Snow, too, needed more help with his mental approach than with
his stroke. He hit six home runs and batted .343 in his first 19
games with California in 1993, but he wound up in the minor
leagues three months later. He failed to make the Angels out of
spring training last year and then hit only .220 after he was
promoted on June 4. "Jack hit a lot of home runs early and
started getting tugged in different directions," Carew says.
"His concentration fell off, and he lost his focus. To me, he's
more of a gap hitter."
Snow has been one of California's most consistent batters this
season, going hitless in consecutive games only twice and
driving in 51 runs while remaining a long-ball threat (11 homers
Carew's pupils have learned their lessons so well that he often
designates two or three players to run the daily hitters'
meeting. Of course, he provides the supplies: videotapes and his
extensive hitting charts. During a game he keeps a color-coded
chart in which he logs every count, the type of every pitch and
the game situation. When he goes home, he watches the game again
on tape and records the location of every pitch into another log.

◆ Task to complete: Please copy everything in the Carew passage from "Snow has been" down to "into another log.", word for word. The listing has nothing to do with the Carew passage.

◆ Supplied information:
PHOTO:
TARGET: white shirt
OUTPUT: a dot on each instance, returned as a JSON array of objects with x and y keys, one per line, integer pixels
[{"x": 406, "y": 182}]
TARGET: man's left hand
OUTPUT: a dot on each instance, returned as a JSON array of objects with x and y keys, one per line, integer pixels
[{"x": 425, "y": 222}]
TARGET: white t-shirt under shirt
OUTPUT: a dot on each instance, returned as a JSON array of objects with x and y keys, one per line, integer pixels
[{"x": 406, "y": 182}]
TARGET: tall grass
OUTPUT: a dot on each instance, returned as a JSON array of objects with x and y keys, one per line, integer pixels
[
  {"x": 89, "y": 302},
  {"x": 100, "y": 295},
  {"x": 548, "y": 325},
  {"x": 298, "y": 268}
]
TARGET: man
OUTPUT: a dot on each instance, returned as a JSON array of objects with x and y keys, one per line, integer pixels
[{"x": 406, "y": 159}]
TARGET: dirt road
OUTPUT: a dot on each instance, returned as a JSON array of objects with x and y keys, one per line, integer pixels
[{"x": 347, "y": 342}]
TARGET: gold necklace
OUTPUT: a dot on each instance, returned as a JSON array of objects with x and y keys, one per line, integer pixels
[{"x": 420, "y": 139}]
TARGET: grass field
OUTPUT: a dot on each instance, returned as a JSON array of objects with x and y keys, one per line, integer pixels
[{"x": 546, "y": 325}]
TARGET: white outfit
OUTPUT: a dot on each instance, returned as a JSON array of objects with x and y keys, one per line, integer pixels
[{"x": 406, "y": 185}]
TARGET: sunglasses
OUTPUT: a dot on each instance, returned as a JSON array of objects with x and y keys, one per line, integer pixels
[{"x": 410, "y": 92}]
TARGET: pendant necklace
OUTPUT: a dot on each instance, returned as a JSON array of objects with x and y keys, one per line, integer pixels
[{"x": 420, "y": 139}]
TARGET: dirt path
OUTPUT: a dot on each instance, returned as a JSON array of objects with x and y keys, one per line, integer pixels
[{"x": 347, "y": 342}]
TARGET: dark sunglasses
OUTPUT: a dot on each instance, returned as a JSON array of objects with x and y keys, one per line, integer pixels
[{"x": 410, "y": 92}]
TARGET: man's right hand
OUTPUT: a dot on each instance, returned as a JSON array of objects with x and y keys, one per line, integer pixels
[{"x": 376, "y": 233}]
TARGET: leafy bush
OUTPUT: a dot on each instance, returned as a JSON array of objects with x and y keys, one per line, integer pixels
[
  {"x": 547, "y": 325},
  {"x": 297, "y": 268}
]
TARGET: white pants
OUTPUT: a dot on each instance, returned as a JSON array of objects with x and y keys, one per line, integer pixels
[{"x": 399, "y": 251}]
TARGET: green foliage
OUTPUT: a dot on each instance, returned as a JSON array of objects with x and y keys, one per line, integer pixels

◆ Response box:
Snow has been one of California's most consistent batters this
season, going hitless in consecutive games only twice and
driving in 51 runs while remaining a long-ball threat (11 homers
Carew's pupils have learned their lessons so well that he often
designates two or three players to run the daily hitters'
meeting. Of course, he provides the supplies: videotapes and his
extensive hitting charts. During a game he keeps a color-coded
chart in which he logs every count, the type of every pitch and
the game situation. When he goes home, he watches the game again
on tape and records the location of every pitch into another log.